## The request
Count the lines in the rows below that contain the string "leaf", and give only that number.

## start Exercise materials

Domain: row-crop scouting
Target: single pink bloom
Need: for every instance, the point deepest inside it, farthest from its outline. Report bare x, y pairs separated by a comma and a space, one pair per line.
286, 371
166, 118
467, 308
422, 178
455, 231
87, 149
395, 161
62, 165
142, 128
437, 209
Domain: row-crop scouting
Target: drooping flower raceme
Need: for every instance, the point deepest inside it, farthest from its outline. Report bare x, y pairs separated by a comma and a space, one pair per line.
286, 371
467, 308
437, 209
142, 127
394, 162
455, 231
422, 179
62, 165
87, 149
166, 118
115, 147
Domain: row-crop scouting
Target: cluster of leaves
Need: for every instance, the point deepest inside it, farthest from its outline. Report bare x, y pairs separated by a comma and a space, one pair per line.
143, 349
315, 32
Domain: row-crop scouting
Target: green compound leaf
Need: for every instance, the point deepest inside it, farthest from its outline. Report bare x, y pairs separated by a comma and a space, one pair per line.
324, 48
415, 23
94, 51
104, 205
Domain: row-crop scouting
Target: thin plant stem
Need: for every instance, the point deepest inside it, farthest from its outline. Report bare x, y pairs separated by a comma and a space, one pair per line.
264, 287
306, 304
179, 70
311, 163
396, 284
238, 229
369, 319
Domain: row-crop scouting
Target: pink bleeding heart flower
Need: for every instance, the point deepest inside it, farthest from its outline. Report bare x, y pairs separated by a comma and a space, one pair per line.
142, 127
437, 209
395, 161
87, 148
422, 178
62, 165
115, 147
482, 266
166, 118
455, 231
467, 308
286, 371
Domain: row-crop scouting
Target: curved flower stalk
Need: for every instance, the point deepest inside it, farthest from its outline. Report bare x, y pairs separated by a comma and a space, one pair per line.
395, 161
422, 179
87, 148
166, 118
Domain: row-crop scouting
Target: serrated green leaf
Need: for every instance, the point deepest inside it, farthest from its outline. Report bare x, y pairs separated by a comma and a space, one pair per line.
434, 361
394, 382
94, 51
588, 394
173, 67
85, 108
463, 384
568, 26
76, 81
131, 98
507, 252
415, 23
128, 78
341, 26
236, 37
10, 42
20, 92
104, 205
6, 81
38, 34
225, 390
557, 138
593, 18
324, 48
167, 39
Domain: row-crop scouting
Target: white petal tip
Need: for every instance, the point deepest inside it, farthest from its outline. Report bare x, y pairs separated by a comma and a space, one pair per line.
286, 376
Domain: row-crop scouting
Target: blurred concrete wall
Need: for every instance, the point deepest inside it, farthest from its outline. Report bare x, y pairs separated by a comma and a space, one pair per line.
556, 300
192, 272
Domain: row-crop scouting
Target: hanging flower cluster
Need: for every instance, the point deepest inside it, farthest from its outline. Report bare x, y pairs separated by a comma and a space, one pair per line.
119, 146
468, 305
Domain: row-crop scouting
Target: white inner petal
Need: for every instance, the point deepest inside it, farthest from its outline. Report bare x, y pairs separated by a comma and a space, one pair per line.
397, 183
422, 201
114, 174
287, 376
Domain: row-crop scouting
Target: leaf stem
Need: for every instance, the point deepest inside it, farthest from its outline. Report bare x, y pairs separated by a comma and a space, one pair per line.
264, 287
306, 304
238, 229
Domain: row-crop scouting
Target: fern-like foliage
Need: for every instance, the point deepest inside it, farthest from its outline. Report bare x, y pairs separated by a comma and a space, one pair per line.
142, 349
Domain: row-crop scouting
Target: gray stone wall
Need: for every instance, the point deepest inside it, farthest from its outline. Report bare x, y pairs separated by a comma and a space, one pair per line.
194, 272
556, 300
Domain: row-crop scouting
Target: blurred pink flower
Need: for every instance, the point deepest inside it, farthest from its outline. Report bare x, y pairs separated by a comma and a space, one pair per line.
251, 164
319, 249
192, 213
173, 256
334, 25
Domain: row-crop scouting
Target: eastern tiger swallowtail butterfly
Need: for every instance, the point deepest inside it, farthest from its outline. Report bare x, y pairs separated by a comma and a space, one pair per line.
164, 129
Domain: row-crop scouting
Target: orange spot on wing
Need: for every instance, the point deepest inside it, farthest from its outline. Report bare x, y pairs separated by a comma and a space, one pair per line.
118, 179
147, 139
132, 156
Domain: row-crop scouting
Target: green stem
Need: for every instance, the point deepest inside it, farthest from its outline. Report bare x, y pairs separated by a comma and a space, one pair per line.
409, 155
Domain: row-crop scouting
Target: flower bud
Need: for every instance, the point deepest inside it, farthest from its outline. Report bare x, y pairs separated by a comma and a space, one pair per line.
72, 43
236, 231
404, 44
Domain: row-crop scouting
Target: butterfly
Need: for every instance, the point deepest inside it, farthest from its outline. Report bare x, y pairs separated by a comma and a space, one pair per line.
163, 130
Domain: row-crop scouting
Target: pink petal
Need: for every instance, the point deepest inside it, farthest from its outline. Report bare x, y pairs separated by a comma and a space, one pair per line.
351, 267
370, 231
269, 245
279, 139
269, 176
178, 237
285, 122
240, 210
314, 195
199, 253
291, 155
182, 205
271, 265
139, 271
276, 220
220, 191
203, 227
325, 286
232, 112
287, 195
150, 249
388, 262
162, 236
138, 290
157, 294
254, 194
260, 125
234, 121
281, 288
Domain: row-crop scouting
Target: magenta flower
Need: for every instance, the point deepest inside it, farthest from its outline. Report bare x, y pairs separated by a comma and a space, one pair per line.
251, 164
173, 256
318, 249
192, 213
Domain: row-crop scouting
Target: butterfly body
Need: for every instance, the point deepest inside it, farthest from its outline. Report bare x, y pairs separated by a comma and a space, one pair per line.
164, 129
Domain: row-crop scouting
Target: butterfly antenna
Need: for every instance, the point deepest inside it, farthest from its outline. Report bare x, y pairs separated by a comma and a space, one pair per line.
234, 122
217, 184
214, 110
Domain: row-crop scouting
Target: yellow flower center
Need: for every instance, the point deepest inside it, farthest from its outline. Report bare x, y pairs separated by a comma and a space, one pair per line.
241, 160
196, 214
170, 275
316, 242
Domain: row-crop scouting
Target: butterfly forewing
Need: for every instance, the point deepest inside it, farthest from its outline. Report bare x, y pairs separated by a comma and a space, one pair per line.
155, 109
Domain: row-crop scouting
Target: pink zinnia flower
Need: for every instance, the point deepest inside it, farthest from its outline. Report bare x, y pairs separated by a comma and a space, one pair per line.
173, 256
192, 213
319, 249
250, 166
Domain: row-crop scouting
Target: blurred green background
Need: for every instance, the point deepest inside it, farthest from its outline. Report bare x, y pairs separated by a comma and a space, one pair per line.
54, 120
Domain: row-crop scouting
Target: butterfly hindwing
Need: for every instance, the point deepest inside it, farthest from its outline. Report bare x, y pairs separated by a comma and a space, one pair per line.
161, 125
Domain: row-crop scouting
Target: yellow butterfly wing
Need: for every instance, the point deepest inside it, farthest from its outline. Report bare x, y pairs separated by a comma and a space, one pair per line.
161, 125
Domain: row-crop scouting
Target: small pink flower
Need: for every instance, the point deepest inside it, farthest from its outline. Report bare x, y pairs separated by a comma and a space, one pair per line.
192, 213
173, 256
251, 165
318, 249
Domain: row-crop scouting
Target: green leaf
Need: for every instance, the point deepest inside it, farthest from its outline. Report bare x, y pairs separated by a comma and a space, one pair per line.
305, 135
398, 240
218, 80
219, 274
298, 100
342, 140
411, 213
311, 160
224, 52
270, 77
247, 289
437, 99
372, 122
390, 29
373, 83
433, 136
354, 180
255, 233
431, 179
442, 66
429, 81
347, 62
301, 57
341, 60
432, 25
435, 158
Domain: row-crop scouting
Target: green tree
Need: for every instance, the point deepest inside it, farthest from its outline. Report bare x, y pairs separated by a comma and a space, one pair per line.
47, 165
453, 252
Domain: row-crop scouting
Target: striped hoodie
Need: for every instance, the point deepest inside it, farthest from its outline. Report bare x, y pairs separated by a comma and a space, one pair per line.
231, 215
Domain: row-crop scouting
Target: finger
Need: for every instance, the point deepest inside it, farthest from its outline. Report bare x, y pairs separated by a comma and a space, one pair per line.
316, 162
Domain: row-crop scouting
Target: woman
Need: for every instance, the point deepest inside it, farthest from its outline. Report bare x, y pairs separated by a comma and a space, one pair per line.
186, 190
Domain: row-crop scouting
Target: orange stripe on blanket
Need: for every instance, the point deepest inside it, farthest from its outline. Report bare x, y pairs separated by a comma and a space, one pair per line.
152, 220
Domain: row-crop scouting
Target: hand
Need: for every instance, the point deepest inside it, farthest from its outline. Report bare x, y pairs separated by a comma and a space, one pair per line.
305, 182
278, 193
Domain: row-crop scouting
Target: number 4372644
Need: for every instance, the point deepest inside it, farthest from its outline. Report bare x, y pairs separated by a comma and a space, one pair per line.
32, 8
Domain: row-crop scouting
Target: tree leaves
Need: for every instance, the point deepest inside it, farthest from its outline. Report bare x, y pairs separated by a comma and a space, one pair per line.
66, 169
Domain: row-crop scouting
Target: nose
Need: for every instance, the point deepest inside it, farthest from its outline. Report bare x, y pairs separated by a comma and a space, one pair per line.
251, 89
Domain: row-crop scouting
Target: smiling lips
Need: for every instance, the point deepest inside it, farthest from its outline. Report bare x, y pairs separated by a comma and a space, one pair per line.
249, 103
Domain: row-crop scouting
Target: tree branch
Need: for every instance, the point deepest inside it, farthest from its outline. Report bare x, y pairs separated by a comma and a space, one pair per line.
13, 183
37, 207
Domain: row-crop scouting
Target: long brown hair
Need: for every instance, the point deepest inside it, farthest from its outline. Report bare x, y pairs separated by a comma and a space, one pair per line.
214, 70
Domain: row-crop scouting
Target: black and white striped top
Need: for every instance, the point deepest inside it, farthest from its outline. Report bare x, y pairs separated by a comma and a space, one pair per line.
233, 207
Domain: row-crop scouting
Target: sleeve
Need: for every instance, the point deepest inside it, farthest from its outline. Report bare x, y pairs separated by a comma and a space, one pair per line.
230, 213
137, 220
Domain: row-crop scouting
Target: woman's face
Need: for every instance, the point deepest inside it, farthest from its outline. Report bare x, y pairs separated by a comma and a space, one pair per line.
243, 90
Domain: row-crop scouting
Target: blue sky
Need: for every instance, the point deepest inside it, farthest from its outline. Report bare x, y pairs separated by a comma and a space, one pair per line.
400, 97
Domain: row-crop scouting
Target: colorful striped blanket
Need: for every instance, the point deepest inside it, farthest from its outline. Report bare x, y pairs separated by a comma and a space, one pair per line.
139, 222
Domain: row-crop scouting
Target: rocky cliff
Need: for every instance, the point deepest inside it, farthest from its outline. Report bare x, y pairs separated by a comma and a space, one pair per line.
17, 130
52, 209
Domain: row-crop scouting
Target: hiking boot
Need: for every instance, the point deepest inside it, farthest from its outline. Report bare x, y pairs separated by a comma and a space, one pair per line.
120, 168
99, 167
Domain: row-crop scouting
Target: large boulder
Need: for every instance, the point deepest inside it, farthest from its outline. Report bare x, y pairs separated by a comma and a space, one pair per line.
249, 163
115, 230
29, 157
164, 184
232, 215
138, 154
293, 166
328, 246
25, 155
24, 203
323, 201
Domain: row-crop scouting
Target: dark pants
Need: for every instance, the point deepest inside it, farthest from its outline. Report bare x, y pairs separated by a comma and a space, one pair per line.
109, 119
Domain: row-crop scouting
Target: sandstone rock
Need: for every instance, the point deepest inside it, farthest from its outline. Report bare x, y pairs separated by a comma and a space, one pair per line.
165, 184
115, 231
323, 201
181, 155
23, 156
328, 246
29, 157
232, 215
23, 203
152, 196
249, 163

## end Exercise materials

## Response to the task
4